Excerpted passage: Begin
Relationships in the business community are what sustain you through lean times. Having a banker who knows your business and other business owners who can provide insight and advice is extremely important.
From a personal standpoint, I've been a 'leader' all of my life. My personality profile says that I'm inspirational. My sister might say that I'm bossy. But the truth is that I've always been willing to take on a lot of responsibility. That helps when you decide to start a business.
What have the highlights and challenges been during your tenure at Paramore?
There are a lot of highlights and challenges when you start a business by yourself. Landing big accounts, making a profit, seeing team members grow in their jobs are all fulfilling. I love it when we make it through a tough patch with a client but retain the relationship. Now I am enjoying the transfer of leadership to the senior executive team which gives me a different perspective on the business.
The challenges have always been around loss. Losing a client, losing a valuable piece of business, losing your profit margin. That is tough to take when you are an independent business owner. You ride the highs and lows of the business almost every day.
The rising cost of business is challenging to me at this point. Senior staff need and deserve higher pay, but client budgets don't always keep pace with that. When you are a small business and you lose a major client, there's not usually another one waiting in the wings to take its place. That creates a frantic workplace and sometimes means that tough decisions have to be made. It's challenging to take a longer-term view while having to survive in the short-term too.
What advice would you offer to women who want a career in your industry?
My advice isn't any different from what I'd give any woman or man who wants a job in any industry. Work hard. Be honest. Put people first. Do something you love.
What is the most important lesson you've learned in your career to date?
I've learned that expertise doesn't always increase and business doesn't always grow. Learning to deal with both of those realities and retain a positive, healthy environment has been a huge lesson.
How do you maintain a work/life balance?
I have a great marriage and the greatest of all hobbies, golf. As a business owner, you need a hobby that requires concentration, costs a lot of money and requires a lot of time. You need something to look forward to, to work for, besides just the business. People will disappoint you, but that golf ball is always there.
What do you think is the biggest issue for women in the workplace?
Balancing the needs of family and a career.
How has mentorship made a difference in your professional and personal life?
I've had great mentors through the years who take time to coach me through the big questions. They fill me with confidence and tell me I can do it. They take my call, meet me for lunch, listen. They provide a perspective that I don't have and encourage me to keep going.
Which female leaders do you admire and why?
The female leaders I have the most respect for aren't people on a national stage. Rather, it's Gail Lavely, a 97-year-old retired nurse who was the first employee at Vanderbilt's Division of Infectious Disease in the 80's. She traveled the state educating people on how to deal with AIDs when we didn't even have a name for it. She had a wonderful marriage and still goes to jazz every Sunday night. She has a zest for life even 25 years after her husband's death.
And Byrd Helguera, about 88 years old, the former medical librarian at Vanderbilt who lost her daughter to AIDs in the 80's and then traveled with Gail on those educational jaunts and who can name that jazz tune in 3 notes.
And Billie Stuck, who spent too much time in the sun as a youngster and battles skin cancer because of that, but who still, also at 97 years old, kicks it up at jazz weekly.
These women are leaders and models to me.
Excerpted passage: End
Data section: Begin
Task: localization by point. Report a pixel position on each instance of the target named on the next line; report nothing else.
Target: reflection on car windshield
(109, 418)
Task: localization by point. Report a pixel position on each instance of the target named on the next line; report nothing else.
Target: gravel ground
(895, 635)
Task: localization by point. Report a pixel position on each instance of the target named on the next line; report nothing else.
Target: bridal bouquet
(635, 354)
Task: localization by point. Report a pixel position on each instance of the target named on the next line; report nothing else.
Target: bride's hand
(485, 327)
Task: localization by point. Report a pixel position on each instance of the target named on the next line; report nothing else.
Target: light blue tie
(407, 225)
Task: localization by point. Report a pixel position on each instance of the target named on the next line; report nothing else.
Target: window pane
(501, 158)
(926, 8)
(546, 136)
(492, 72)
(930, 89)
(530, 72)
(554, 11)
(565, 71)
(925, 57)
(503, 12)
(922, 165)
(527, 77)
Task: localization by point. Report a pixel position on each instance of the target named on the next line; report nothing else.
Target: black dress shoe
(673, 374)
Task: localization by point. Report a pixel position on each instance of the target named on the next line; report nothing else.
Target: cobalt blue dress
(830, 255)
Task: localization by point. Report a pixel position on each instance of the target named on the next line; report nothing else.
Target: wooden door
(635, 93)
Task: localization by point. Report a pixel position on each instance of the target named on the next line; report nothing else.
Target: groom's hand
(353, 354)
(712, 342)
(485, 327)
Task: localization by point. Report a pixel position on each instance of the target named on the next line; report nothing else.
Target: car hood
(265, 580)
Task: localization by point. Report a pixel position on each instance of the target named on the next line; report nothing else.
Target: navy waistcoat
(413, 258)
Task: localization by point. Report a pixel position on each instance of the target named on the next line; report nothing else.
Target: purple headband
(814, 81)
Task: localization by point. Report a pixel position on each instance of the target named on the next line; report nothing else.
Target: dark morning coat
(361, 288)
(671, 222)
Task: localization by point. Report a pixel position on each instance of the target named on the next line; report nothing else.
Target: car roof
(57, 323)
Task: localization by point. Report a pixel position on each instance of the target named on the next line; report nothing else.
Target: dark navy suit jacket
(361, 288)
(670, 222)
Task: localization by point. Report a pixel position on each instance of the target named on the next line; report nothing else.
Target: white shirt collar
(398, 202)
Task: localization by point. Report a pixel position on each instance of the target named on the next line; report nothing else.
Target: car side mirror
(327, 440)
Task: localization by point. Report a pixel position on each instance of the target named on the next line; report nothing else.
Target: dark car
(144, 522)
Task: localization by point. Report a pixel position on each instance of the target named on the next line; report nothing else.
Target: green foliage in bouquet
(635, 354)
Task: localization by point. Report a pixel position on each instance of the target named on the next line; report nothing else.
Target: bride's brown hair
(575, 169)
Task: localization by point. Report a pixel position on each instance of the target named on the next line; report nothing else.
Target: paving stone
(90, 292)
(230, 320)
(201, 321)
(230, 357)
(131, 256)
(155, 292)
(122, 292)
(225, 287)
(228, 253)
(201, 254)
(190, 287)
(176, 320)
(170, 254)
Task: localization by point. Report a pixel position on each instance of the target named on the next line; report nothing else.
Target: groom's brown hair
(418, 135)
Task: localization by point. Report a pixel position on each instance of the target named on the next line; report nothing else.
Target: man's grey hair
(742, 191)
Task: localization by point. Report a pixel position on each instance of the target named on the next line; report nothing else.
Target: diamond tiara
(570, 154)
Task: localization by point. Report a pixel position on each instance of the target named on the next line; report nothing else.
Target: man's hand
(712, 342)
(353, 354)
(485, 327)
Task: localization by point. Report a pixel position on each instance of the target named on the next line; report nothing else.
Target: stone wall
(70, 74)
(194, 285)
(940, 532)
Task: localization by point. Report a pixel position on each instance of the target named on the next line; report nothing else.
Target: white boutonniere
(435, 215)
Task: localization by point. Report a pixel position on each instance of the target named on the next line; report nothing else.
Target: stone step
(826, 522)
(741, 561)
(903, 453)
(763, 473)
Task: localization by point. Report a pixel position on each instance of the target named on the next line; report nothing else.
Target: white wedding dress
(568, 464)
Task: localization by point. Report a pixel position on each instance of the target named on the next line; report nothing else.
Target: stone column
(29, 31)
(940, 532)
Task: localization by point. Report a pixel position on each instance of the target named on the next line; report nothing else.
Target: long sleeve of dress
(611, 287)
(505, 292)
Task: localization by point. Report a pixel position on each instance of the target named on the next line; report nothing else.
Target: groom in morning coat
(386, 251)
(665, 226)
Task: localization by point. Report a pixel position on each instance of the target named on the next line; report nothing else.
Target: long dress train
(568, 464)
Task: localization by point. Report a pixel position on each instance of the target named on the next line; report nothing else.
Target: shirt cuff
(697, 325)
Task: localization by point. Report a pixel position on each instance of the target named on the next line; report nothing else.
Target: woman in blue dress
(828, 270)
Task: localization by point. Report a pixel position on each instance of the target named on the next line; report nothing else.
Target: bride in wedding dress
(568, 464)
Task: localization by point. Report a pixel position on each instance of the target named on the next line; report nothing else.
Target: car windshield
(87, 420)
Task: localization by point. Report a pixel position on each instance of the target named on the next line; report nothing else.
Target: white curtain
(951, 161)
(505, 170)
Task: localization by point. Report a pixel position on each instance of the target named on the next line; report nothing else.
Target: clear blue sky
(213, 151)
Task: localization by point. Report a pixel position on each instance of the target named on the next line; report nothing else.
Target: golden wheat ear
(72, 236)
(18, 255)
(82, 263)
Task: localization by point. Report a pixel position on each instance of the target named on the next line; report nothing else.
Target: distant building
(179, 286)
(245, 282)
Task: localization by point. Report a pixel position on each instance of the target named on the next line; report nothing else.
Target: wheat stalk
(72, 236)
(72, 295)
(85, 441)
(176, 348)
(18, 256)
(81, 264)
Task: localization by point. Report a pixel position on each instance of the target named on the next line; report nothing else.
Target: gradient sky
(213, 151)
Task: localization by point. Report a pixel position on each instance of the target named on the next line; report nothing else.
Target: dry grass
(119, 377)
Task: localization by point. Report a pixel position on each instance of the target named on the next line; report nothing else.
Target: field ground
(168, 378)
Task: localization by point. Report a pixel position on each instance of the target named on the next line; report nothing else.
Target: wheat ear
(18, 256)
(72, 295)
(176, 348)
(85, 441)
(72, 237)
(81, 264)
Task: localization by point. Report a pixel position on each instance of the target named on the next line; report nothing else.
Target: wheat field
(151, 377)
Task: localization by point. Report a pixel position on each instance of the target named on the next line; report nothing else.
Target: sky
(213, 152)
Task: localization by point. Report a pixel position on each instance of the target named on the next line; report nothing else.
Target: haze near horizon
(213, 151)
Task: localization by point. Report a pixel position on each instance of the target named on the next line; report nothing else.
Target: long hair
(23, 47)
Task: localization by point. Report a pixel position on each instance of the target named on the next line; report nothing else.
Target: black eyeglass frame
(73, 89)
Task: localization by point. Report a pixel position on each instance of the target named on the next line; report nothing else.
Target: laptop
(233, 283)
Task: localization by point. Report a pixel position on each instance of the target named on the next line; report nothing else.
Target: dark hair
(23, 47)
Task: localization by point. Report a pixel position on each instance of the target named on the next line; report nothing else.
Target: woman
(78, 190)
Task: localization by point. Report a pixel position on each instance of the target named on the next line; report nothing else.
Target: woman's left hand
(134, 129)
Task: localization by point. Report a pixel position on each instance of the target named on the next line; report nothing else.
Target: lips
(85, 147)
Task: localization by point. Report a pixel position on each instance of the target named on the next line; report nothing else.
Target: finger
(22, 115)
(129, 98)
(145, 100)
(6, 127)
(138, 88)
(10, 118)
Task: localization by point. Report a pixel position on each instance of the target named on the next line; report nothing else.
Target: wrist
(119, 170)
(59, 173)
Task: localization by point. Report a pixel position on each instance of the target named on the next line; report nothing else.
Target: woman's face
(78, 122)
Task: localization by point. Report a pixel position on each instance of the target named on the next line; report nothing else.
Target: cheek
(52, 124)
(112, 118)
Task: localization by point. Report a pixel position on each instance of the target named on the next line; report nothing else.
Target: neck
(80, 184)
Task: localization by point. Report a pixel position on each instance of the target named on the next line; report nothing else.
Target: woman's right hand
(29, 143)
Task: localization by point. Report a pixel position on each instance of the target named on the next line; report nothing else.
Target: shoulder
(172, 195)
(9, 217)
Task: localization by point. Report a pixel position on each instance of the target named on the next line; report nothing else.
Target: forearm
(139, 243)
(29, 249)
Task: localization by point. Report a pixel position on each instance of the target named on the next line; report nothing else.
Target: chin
Data section: End
### Problem to solve
In the interview excerpt, what does the speaker name as the greatest of all hobbies?

### Solution for this problem
Golf.